Items listed in a dataset
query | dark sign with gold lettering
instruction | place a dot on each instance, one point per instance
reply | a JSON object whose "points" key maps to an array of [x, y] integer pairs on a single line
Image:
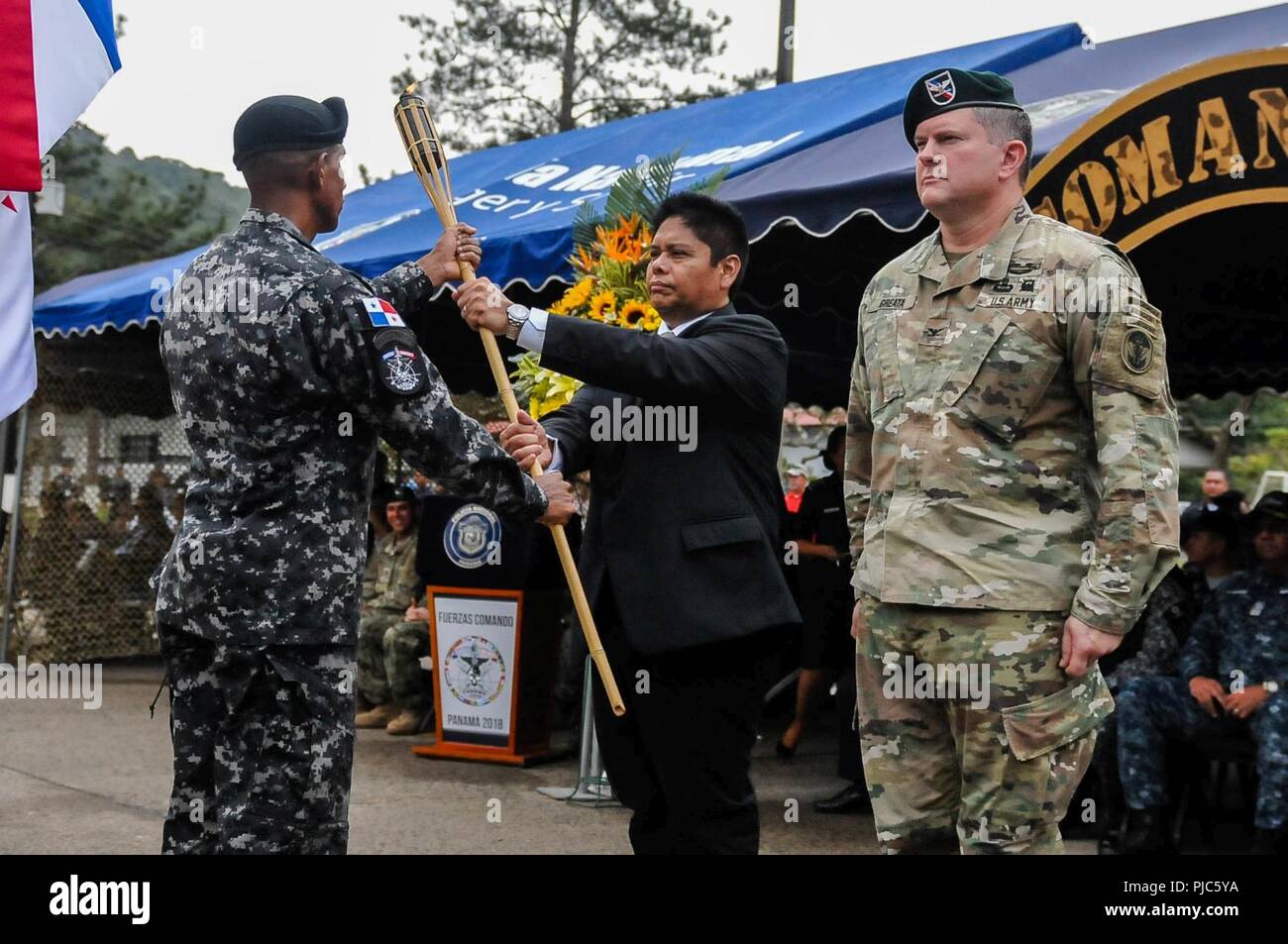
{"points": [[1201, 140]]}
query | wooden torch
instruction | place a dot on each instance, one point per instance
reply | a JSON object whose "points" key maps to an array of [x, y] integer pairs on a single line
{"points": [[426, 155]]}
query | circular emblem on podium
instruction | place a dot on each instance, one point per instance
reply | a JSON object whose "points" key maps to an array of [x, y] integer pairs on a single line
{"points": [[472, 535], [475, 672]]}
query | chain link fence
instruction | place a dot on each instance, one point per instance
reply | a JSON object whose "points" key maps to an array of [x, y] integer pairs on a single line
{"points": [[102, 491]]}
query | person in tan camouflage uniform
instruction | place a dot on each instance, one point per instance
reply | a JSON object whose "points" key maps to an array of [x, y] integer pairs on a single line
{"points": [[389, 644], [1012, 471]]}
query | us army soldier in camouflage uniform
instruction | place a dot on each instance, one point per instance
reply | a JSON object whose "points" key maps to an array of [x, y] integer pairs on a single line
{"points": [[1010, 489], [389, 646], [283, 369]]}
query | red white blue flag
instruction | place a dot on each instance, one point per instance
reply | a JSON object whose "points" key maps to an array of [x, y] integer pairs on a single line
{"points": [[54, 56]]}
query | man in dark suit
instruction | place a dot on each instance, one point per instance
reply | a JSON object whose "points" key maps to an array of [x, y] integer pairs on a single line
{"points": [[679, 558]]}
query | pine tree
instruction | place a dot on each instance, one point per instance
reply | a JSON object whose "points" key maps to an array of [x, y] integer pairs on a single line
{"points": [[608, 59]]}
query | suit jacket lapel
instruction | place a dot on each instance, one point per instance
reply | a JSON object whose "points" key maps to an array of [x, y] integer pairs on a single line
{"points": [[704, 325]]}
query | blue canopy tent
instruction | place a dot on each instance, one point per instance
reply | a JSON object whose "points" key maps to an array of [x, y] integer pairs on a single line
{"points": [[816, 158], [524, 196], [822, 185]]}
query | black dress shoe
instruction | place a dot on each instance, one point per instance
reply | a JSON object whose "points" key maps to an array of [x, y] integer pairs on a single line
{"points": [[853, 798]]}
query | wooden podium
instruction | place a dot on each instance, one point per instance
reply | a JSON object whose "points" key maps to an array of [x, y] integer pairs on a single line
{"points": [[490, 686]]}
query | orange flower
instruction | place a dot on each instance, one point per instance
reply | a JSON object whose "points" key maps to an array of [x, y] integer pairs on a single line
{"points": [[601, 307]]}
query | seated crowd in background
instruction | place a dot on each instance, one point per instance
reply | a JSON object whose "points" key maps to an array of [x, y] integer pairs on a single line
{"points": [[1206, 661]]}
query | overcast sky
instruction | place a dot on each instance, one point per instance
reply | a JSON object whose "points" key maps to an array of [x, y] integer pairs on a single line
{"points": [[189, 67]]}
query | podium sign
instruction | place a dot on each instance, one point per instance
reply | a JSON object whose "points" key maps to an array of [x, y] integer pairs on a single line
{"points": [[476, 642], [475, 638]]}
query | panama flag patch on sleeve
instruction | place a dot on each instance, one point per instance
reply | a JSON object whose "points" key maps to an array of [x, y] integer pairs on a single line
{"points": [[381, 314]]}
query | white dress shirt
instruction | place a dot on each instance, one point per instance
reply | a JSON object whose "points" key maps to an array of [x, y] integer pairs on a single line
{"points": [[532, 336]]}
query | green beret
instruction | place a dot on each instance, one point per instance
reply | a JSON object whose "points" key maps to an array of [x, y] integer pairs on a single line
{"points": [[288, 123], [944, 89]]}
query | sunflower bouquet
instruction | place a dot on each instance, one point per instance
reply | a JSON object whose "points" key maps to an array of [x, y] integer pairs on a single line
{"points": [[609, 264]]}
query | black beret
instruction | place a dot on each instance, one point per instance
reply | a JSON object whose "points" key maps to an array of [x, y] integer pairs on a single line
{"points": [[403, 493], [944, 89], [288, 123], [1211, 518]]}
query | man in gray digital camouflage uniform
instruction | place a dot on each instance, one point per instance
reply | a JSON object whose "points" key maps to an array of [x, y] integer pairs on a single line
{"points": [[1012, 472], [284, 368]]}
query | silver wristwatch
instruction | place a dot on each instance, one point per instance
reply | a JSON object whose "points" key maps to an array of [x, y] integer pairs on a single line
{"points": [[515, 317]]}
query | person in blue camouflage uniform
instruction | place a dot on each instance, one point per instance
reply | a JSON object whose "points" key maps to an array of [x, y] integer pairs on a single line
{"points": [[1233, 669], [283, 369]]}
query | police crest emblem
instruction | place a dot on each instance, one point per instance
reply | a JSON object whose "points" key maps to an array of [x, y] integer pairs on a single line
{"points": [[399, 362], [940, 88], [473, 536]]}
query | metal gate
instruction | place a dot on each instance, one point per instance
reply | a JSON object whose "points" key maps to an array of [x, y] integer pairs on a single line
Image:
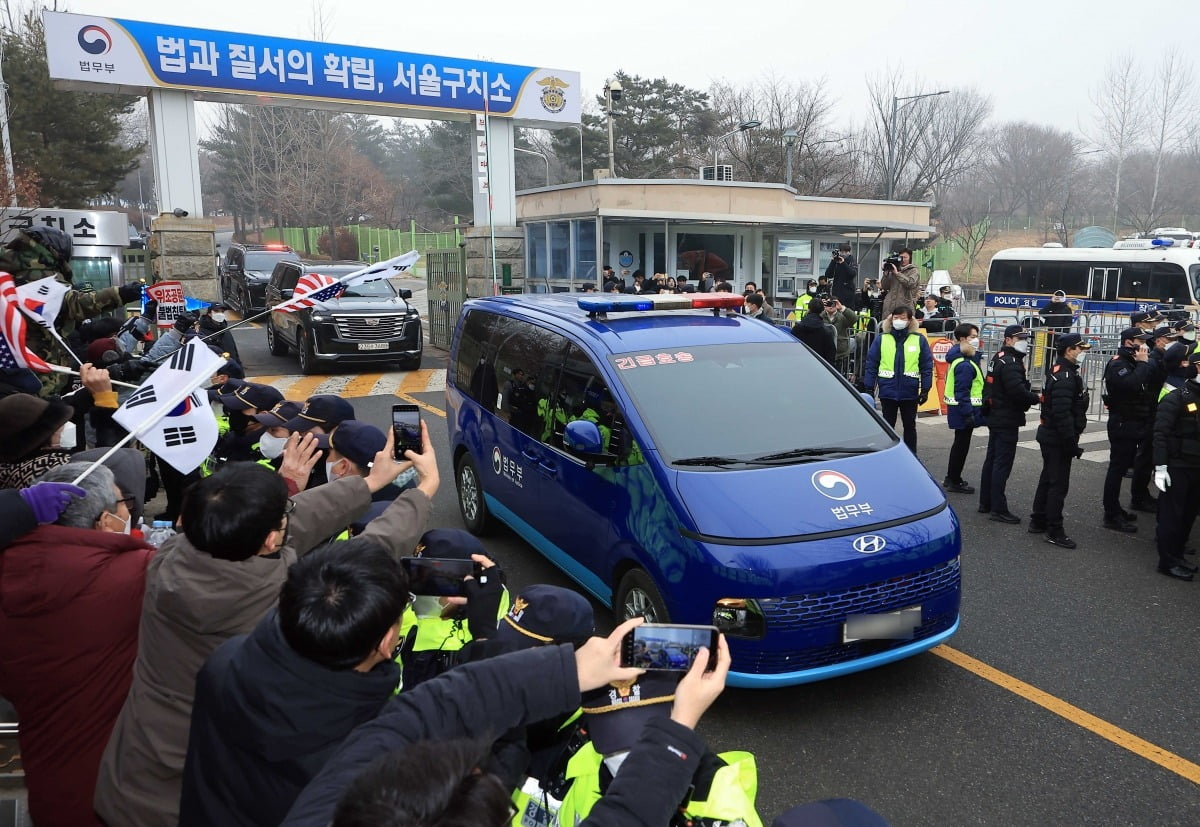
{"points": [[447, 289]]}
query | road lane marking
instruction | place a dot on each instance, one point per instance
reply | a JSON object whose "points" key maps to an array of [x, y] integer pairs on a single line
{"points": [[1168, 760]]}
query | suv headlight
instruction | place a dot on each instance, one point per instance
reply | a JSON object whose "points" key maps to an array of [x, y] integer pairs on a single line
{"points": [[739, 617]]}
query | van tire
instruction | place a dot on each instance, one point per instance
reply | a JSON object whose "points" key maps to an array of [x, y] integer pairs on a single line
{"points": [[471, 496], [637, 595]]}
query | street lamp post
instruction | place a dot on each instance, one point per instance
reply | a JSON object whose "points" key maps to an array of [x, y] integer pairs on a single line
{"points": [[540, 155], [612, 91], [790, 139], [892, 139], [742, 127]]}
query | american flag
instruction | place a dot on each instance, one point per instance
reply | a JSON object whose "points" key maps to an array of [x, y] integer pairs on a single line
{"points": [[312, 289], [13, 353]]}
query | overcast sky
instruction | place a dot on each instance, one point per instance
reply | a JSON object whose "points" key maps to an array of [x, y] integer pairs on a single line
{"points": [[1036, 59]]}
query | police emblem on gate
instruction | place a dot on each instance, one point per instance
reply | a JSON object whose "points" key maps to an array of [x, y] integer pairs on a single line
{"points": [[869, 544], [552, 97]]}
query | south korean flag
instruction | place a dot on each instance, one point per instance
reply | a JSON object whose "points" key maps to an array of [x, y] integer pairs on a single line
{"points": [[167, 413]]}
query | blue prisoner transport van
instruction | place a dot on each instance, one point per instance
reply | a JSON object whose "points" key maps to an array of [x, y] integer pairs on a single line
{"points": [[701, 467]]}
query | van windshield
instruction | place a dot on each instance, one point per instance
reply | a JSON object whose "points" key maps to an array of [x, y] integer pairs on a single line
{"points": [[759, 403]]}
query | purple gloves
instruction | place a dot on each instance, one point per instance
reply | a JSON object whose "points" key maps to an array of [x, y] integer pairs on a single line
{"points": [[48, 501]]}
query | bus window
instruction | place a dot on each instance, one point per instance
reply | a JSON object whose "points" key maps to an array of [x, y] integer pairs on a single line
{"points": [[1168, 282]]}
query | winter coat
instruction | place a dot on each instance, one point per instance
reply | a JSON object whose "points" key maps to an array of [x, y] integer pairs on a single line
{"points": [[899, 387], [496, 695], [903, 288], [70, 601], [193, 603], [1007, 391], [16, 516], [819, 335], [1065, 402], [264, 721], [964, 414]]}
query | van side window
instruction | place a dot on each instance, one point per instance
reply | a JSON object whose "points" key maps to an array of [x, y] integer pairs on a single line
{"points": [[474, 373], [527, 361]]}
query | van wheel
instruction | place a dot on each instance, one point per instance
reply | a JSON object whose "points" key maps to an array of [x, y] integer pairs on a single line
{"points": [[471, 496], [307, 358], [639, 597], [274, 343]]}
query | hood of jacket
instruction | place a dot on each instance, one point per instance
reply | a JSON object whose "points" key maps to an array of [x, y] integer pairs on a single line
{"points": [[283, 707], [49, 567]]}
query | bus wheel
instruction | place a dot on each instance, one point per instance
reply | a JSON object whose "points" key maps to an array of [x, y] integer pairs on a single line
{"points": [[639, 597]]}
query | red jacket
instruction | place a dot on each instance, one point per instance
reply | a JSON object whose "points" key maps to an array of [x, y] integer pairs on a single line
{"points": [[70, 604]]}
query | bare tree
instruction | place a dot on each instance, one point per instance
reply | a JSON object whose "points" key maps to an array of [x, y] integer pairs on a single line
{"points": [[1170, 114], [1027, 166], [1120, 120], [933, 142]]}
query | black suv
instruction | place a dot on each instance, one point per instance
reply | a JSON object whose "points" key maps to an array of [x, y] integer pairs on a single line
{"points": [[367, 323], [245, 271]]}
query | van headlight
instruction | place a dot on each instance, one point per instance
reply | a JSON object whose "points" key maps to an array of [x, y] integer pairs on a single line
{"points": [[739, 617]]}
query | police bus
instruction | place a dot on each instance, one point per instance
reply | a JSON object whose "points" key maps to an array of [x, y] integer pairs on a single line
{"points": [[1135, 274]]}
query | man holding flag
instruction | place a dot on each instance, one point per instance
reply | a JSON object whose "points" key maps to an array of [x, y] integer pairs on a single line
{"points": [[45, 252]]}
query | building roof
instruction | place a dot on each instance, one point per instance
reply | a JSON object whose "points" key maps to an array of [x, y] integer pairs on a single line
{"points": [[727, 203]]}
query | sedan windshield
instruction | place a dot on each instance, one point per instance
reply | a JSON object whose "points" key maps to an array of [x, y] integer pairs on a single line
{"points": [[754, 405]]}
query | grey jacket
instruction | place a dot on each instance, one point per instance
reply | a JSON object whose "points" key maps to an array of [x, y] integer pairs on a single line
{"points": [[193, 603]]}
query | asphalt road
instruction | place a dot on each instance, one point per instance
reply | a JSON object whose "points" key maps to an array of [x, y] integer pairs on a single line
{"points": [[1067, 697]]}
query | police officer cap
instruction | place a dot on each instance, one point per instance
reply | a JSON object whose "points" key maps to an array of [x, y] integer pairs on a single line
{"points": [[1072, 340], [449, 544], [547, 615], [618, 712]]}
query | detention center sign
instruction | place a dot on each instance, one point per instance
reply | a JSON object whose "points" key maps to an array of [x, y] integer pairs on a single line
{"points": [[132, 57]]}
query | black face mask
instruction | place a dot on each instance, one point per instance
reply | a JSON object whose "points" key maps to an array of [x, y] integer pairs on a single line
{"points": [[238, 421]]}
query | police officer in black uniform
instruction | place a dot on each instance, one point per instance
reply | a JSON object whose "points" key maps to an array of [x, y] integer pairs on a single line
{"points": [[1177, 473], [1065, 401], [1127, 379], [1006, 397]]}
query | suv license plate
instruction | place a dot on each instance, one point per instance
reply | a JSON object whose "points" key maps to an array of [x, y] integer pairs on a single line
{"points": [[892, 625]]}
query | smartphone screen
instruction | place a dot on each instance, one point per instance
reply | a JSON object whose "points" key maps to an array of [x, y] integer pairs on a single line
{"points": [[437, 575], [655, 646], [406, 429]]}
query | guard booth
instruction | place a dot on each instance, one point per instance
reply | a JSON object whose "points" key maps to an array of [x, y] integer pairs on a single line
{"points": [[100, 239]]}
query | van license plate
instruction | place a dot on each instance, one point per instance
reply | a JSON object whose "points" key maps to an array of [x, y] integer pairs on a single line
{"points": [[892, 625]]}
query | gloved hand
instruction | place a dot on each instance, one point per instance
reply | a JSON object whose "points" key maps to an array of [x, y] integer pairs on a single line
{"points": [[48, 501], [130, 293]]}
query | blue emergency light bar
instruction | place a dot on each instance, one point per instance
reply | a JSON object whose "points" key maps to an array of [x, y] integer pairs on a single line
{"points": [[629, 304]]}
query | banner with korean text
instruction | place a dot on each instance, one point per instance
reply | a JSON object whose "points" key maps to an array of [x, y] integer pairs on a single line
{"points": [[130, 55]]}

### What to produce
Scan the records for lines that hold "wooden", and reproduce each one you find.

### Solved exercise
query | wooden torch
query | wooden podium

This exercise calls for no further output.